### YOUR TASK
Return nothing but the lines from the line containing "Target: eroded rock face" through the last line of the records, reproduced exactly.

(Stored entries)
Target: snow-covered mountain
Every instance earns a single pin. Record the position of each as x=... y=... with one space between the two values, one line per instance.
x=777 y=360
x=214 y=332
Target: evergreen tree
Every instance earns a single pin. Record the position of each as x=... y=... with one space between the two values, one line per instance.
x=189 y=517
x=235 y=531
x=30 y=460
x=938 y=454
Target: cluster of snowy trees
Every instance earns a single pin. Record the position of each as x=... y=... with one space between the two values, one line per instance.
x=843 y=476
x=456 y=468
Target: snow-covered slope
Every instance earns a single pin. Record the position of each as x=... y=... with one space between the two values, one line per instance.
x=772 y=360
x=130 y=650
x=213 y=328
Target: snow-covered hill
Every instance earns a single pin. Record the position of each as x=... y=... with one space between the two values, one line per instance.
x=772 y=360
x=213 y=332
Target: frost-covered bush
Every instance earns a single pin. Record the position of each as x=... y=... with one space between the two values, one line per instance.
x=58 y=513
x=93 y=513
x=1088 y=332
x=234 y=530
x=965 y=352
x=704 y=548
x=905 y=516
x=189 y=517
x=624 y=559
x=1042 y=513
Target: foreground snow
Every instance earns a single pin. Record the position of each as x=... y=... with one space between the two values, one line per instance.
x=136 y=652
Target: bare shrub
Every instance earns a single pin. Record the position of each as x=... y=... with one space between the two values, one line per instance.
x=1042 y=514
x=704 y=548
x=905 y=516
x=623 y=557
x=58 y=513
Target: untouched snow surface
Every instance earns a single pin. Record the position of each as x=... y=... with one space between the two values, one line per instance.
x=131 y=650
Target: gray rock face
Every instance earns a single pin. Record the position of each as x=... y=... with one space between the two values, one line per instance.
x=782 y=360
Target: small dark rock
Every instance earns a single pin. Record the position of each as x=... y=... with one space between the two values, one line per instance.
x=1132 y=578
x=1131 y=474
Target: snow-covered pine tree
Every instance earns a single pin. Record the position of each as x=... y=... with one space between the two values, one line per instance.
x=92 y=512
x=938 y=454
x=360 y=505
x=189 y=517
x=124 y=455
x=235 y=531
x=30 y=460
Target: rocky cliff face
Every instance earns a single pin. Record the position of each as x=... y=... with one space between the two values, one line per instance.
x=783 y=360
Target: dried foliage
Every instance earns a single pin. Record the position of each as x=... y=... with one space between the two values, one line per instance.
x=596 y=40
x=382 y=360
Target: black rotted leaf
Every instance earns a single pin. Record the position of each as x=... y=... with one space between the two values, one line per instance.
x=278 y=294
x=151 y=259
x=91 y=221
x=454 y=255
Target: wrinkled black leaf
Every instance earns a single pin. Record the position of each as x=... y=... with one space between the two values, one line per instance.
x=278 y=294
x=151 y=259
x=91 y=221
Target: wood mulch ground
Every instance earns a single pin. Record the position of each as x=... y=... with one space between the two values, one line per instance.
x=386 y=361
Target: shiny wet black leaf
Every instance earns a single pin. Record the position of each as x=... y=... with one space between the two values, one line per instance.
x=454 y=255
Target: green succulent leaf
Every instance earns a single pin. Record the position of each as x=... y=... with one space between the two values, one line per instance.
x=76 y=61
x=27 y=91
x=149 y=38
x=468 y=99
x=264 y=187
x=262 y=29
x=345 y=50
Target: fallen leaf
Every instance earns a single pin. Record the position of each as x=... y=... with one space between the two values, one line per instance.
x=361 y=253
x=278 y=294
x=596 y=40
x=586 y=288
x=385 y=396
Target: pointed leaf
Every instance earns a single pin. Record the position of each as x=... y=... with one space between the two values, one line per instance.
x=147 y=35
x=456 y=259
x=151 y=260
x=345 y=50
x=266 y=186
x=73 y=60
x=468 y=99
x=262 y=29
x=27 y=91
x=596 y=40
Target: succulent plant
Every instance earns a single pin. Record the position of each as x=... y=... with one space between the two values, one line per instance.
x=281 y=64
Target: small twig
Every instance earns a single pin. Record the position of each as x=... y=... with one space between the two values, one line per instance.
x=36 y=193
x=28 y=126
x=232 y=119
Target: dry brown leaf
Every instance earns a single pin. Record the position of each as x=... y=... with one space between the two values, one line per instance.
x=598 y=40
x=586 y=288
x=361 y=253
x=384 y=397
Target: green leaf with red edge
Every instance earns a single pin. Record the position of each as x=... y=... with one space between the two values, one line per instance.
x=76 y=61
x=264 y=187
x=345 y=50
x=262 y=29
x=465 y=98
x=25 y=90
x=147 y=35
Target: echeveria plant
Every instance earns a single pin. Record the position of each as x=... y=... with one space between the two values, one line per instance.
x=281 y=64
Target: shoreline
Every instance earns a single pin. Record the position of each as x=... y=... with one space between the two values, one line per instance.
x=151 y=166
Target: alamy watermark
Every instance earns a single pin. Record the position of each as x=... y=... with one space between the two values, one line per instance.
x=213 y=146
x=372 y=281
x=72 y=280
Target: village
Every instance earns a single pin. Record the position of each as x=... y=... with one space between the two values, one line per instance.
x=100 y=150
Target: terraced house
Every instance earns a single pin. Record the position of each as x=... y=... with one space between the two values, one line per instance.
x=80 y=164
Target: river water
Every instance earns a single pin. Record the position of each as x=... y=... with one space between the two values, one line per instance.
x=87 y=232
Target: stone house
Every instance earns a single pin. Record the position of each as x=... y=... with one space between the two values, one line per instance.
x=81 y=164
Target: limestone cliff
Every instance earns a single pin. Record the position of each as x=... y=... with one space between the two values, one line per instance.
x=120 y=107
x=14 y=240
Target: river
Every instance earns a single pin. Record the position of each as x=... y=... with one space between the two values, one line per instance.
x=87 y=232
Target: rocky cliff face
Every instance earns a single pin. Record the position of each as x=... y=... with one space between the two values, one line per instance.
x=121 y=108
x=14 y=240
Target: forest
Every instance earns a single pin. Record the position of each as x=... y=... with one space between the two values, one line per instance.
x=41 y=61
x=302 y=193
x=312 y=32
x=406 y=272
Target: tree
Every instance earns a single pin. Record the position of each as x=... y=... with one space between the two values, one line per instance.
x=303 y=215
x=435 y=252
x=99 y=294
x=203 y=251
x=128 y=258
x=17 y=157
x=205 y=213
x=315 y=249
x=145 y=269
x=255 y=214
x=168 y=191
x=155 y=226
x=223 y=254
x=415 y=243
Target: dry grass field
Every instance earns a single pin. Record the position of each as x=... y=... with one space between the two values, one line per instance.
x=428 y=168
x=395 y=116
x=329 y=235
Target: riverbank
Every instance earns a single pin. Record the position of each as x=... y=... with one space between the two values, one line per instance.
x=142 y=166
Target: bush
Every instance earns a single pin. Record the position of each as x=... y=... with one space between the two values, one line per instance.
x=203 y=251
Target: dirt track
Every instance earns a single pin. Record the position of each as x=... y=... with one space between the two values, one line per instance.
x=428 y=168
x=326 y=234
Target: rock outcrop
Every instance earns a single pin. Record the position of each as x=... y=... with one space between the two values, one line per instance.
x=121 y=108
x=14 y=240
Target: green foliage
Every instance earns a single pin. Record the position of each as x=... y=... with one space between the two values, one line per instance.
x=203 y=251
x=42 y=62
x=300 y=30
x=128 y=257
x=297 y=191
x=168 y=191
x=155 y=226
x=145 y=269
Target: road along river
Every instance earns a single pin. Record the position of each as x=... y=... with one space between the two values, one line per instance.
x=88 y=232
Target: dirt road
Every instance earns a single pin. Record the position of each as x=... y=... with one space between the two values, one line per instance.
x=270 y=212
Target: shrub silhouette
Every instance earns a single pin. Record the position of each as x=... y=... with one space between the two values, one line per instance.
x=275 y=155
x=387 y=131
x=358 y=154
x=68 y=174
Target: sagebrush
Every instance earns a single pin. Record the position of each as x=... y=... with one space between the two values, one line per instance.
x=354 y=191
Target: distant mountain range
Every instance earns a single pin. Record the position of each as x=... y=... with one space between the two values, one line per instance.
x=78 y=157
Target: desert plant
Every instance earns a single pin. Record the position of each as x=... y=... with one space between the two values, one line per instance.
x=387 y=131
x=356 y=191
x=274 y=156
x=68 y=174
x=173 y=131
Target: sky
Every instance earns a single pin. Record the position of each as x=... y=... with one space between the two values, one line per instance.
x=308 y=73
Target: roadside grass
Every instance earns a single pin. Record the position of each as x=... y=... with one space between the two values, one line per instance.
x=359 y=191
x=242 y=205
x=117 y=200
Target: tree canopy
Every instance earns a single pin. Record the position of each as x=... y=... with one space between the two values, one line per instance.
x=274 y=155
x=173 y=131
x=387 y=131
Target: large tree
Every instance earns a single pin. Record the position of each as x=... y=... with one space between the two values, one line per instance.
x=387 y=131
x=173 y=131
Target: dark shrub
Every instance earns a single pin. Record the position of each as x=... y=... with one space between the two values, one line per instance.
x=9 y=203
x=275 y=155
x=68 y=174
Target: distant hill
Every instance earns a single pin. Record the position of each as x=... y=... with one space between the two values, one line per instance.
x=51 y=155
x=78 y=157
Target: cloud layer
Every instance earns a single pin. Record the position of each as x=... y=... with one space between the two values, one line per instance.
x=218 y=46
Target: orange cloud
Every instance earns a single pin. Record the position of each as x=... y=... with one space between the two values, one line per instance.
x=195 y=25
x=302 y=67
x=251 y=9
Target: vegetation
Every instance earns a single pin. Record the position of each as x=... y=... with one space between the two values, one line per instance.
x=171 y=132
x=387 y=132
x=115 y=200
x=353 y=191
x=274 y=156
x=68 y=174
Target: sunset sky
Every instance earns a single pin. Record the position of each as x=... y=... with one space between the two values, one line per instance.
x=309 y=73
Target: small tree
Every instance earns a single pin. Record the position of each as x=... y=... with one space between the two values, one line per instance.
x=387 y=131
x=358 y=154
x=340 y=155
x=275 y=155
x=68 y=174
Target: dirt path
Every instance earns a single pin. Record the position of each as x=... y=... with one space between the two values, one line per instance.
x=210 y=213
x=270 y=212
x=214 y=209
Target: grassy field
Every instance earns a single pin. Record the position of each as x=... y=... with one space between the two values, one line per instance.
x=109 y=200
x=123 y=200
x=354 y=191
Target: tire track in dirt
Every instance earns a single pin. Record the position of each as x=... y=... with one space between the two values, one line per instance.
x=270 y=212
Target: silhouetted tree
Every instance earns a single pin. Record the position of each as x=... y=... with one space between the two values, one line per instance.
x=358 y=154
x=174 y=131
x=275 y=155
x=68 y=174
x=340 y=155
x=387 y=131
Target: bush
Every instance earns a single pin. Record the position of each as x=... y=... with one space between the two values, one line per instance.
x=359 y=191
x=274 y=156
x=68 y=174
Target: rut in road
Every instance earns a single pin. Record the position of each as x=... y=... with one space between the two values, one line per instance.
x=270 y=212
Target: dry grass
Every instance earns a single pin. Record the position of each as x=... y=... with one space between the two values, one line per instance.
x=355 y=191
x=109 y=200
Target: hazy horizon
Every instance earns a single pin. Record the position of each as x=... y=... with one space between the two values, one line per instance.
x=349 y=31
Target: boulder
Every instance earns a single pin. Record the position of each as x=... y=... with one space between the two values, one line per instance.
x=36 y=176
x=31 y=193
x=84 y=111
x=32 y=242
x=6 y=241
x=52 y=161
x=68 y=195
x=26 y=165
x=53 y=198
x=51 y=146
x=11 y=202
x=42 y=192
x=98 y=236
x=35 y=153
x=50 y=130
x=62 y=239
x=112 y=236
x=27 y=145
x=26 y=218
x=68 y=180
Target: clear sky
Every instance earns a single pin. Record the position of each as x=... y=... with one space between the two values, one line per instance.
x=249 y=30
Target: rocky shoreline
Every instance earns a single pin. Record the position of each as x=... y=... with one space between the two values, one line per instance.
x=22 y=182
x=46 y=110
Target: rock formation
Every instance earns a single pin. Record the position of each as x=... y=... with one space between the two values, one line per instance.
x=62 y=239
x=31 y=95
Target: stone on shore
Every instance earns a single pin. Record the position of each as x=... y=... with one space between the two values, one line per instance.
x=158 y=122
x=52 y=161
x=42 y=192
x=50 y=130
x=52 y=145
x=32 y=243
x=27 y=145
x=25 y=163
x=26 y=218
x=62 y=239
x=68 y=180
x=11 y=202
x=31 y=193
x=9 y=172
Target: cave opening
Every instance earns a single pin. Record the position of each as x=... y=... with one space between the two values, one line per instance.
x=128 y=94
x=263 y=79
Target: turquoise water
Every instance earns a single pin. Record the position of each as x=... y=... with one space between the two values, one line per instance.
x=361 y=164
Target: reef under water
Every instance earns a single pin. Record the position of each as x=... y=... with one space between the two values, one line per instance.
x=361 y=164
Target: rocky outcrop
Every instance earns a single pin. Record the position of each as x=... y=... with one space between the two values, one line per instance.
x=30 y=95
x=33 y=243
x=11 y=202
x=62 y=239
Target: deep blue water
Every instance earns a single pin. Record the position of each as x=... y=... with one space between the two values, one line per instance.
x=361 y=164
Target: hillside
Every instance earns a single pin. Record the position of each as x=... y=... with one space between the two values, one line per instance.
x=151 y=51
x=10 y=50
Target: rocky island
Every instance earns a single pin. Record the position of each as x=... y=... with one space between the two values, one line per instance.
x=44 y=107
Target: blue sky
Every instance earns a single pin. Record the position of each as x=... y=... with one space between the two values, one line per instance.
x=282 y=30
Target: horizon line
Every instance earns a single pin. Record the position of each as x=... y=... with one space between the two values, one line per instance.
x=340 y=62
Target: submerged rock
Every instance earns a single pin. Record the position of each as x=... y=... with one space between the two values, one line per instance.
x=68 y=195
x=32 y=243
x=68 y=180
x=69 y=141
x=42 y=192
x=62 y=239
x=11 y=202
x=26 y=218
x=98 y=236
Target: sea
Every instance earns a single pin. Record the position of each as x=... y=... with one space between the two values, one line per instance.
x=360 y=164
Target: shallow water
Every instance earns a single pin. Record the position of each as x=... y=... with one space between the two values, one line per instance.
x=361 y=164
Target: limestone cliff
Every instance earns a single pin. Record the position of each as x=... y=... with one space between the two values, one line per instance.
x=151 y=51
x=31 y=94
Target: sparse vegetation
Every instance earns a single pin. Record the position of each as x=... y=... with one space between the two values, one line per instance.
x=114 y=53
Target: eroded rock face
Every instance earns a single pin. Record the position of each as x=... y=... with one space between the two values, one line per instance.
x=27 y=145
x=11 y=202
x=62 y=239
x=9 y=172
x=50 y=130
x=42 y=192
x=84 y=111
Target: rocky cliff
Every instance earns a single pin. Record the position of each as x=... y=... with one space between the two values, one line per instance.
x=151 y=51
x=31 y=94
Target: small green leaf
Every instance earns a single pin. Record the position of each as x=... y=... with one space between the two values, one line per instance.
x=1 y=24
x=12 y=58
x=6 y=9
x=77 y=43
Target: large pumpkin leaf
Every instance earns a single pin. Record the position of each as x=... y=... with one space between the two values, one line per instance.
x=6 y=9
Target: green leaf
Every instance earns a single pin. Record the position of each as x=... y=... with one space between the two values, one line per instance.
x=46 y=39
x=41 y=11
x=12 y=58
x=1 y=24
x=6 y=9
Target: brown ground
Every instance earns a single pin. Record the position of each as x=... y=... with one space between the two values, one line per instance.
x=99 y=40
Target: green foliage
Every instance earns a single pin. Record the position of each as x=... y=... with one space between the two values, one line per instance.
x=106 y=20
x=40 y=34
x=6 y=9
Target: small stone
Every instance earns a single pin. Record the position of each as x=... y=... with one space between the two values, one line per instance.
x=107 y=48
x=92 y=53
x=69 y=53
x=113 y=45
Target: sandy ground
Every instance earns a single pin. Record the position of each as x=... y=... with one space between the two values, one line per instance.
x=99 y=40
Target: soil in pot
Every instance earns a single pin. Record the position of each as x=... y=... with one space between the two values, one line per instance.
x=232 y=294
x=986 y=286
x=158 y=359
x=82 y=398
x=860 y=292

### RESULT OF THE TASK
Target: eroded rock face
Every instance earns a single pin. Record the position of each as x=... y=... with one space between the two values, one line per instance.
x=27 y=145
x=11 y=202
x=62 y=239
x=9 y=172
x=50 y=130
x=42 y=192
x=84 y=111
Target: rocky cliff
Every instance earns a single pin. Record the position of each as x=... y=... with one space between the two values, one line per instance.
x=151 y=51
x=31 y=94
Target: small green leaf
Every instance earns a single pin. Record the position of each as x=... y=... with one space between the two values, one line per instance.
x=1 y=24
x=12 y=58
x=6 y=9
x=77 y=43
Target: large pumpkin leaf
Every instance earns a single pin. Record the position of each as x=... y=... with one space between the two values, one line per instance.
x=6 y=9
Target: green leaf
Every instance earns a single pin. Record the position of each as x=... y=... with one space between the two values, one line per instance.
x=46 y=39
x=41 y=11
x=12 y=58
x=1 y=24
x=6 y=9
Target: brown ground
Every instance earns a single pin. Record the position of each as x=... y=... with one space between the two values, one line per instance.
x=99 y=40
Target: green foliage
Every instance earns a single pin. Record the position of each as x=... y=... with one space between the two values, one line per instance.
x=106 y=20
x=40 y=34
x=6 y=9
Target: small stone
Every instance earns a single pin. Record the position of each as x=... y=... with one space between the two values, one line per instance.
x=107 y=48
x=92 y=53
x=69 y=53
x=113 y=45
Target: sandy ground
Every instance earns a single pin. Record the position of each as x=... y=... with one space between the two values, one line per instance.
x=99 y=40
Target: soil in pot
Every instance earns a single pin. Record the position of each as x=... y=... with one space between the two values, one line per instance.
x=232 y=294
x=986 y=286
x=158 y=359
x=82 y=398
x=860 y=292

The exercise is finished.